:: Data for this task ::
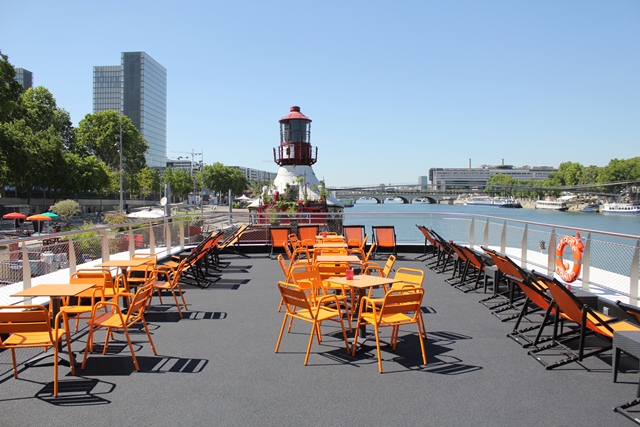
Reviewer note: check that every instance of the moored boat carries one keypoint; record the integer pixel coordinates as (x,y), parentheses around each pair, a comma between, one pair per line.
(496,202)
(591,207)
(552,205)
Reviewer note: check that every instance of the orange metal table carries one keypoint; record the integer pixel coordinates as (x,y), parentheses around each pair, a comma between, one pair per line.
(361,283)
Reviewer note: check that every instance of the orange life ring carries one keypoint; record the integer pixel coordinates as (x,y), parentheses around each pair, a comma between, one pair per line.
(569,274)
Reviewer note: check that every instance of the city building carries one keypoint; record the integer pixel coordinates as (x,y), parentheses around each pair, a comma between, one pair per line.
(185,164)
(256,175)
(138,89)
(24,77)
(477,178)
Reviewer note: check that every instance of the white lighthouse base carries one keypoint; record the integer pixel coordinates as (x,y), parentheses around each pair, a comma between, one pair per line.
(309,182)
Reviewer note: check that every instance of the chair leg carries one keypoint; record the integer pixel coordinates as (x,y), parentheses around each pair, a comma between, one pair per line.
(375,327)
(146,328)
(133,353)
(313,332)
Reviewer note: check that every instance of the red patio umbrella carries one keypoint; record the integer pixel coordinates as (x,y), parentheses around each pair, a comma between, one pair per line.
(14,215)
(38,217)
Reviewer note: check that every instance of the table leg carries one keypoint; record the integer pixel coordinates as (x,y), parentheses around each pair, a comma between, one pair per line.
(616,361)
(362,332)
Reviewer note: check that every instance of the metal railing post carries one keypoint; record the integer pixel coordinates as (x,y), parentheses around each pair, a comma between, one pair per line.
(152,240)
(633,274)
(26,267)
(486,234)
(472,232)
(586,263)
(551,253)
(167,234)
(523,253)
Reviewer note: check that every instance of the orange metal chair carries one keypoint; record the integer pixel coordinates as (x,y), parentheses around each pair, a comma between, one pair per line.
(299,305)
(84,302)
(371,267)
(115,319)
(171,283)
(385,238)
(136,276)
(307,234)
(29,326)
(589,320)
(355,236)
(399,308)
(279,238)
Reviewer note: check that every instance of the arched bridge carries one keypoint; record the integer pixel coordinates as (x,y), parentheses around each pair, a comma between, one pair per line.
(407,196)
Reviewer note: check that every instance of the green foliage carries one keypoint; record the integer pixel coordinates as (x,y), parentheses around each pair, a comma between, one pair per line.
(66,209)
(10,91)
(115,218)
(179,180)
(146,182)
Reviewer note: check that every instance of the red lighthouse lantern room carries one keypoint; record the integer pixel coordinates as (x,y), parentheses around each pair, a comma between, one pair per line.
(295,136)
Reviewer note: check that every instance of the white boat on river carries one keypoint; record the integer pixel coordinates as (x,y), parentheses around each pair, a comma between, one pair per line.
(621,208)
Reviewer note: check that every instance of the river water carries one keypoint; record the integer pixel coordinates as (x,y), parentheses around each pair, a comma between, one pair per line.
(371,213)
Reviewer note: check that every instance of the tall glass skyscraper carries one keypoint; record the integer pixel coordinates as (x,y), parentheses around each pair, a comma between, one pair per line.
(138,89)
(24,77)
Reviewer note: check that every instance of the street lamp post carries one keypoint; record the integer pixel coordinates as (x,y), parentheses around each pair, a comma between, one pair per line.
(121,192)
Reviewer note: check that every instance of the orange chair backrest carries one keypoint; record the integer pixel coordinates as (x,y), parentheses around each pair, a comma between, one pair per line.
(354,235)
(28,318)
(571,306)
(505,265)
(385,236)
(332,269)
(388,266)
(283,265)
(294,297)
(279,237)
(98,277)
(139,303)
(308,234)
(408,276)
(331,251)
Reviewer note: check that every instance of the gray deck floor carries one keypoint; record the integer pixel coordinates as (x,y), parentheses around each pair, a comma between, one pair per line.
(217,366)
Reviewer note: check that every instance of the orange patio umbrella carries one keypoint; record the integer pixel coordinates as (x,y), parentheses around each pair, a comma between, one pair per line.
(14,215)
(38,217)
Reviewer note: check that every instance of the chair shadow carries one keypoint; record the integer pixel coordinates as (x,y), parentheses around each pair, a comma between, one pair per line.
(123,365)
(408,354)
(77,392)
(220,283)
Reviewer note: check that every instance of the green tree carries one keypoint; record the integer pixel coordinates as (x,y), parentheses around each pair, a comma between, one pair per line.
(99,134)
(148,182)
(179,180)
(501,185)
(10,91)
(220,179)
(66,209)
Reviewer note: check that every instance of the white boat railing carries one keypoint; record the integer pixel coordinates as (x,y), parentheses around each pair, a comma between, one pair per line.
(610,261)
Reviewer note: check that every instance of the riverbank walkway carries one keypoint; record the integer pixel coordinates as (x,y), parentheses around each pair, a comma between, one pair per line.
(217,366)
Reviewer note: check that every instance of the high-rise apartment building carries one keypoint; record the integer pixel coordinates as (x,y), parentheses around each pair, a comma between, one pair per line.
(24,77)
(138,89)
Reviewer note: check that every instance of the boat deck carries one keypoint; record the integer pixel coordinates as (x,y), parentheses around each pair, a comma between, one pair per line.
(217,366)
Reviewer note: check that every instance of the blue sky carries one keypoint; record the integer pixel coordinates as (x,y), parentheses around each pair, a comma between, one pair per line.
(393,87)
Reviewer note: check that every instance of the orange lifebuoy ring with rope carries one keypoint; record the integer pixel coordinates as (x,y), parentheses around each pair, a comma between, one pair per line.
(566,272)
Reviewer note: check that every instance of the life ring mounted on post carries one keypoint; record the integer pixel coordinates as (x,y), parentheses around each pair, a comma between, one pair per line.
(567,273)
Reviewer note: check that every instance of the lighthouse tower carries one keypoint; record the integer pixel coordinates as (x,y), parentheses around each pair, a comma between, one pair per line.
(295,155)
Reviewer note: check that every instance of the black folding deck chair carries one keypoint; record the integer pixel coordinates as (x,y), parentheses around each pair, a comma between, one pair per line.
(590,324)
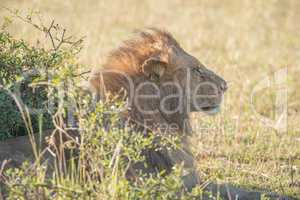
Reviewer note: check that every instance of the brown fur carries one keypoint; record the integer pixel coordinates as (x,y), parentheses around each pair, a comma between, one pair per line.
(130,59)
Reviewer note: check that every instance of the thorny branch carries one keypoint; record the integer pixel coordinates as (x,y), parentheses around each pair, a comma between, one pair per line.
(56,41)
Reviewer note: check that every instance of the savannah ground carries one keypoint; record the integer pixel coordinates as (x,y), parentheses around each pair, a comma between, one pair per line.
(244,41)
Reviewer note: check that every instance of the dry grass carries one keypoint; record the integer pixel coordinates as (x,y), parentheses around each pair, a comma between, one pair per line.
(244,41)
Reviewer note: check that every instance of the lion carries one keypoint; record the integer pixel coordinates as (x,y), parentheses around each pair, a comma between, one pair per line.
(162,85)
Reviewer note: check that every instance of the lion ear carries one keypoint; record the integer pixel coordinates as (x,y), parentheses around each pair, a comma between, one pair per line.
(154,67)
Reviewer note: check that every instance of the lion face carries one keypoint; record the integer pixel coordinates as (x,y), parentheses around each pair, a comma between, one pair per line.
(187,81)
(160,78)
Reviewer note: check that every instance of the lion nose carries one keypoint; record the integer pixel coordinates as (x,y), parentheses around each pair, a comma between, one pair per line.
(224,86)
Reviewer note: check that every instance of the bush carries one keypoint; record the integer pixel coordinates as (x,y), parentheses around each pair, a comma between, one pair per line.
(99,158)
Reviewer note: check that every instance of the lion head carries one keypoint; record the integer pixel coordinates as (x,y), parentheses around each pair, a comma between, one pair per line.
(161,81)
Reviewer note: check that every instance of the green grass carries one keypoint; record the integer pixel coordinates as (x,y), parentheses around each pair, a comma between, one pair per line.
(244,41)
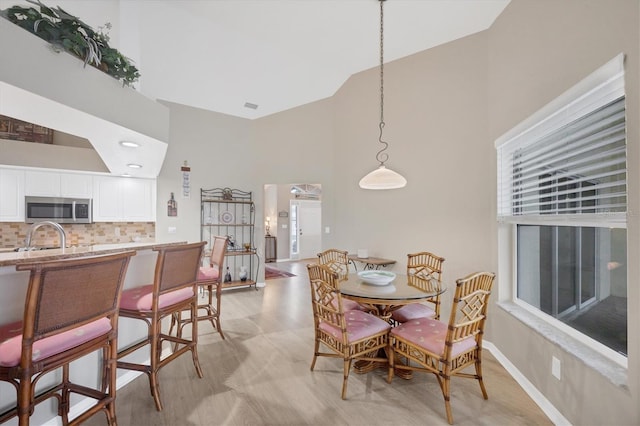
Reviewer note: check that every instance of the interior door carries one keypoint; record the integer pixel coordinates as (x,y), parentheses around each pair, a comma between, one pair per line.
(306,224)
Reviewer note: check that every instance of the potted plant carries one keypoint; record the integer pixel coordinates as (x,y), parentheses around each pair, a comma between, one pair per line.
(67,32)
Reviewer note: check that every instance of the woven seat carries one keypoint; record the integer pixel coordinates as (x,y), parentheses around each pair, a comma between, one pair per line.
(71,311)
(429,267)
(208,277)
(173,291)
(338,261)
(446,349)
(350,335)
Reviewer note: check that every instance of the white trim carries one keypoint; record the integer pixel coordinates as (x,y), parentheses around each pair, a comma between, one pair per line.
(547,407)
(609,71)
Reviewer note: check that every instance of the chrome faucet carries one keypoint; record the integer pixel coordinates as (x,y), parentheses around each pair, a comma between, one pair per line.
(38,225)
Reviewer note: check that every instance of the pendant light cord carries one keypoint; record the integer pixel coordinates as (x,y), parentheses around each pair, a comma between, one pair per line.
(382,156)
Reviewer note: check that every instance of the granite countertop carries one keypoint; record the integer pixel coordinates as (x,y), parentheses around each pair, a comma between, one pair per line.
(11,258)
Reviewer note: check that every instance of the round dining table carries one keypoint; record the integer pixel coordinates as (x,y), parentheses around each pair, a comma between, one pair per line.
(382,300)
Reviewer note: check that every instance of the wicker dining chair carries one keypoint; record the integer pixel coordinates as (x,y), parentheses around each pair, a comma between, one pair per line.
(71,310)
(173,290)
(446,349)
(349,335)
(427,266)
(338,262)
(208,277)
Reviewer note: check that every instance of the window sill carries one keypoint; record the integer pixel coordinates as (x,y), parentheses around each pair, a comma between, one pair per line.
(608,368)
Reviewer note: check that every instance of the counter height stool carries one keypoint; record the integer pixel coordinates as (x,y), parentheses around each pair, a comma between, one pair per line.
(71,310)
(208,277)
(173,291)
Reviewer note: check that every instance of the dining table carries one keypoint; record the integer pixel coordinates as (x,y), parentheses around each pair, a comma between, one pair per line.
(382,300)
(369,262)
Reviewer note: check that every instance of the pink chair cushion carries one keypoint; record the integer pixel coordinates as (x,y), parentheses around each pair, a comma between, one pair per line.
(11,341)
(349,305)
(208,273)
(413,311)
(430,334)
(360,325)
(140,298)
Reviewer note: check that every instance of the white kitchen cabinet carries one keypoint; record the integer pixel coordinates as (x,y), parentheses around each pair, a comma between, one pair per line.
(56,184)
(11,195)
(119,199)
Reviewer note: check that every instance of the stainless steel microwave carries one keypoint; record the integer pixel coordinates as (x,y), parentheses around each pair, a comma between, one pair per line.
(61,210)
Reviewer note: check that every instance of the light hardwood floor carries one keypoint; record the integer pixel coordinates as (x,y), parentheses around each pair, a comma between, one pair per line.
(260,375)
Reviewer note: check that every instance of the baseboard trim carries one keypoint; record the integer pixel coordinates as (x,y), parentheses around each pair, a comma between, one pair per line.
(541,401)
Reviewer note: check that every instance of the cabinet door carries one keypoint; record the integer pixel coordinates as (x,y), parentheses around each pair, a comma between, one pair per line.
(42,184)
(119,199)
(107,200)
(138,200)
(75,185)
(11,195)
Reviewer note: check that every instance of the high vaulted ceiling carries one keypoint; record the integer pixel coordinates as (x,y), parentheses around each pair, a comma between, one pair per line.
(277,54)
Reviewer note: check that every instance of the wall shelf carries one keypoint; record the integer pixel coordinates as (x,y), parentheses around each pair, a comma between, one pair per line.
(231,212)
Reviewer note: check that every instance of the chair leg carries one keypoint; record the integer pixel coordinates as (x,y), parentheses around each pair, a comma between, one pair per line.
(25,404)
(155,353)
(347,367)
(218,306)
(445,384)
(479,377)
(65,400)
(315,354)
(110,367)
(194,338)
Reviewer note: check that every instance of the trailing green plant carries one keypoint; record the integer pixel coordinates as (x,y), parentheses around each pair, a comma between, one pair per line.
(67,32)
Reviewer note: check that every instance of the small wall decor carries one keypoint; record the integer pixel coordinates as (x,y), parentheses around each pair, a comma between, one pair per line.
(172,206)
(18,130)
(186,180)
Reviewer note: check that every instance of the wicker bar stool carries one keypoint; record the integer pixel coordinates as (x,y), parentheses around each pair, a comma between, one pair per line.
(173,290)
(71,310)
(208,278)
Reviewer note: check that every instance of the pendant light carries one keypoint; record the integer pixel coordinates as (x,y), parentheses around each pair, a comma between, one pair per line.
(382,177)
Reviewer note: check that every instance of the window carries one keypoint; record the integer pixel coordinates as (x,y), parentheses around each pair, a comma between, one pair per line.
(562,186)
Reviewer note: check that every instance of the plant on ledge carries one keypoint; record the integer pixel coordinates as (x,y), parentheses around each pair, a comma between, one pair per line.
(67,32)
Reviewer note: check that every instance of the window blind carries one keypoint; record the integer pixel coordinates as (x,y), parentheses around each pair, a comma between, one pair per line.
(569,159)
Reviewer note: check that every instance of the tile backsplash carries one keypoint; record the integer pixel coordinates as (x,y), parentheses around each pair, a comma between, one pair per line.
(13,234)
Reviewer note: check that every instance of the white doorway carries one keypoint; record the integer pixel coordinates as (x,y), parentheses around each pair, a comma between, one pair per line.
(306,225)
(293,218)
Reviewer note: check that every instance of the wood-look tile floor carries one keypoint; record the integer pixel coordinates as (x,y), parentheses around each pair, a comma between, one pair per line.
(260,375)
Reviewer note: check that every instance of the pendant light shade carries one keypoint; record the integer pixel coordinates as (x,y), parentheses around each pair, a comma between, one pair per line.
(382,178)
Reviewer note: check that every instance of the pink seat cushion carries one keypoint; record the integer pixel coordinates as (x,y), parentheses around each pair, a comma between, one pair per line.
(208,273)
(349,305)
(413,311)
(430,334)
(140,298)
(360,325)
(11,341)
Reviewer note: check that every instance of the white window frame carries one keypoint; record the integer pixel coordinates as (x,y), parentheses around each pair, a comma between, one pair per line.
(567,107)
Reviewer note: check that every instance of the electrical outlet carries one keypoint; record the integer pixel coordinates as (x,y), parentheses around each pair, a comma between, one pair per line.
(555,367)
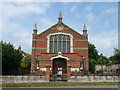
:::
Stated goal: Please locate every line in the entries above that contains the string "ground" and copy each one out in full. Match case exactly.

Answer:
Reviewer note: check that every instance of the savannah ground carries one keypoint; record the integer pixel coordinates as (x,y), parentheses around each pair, a comma between, one pair per line.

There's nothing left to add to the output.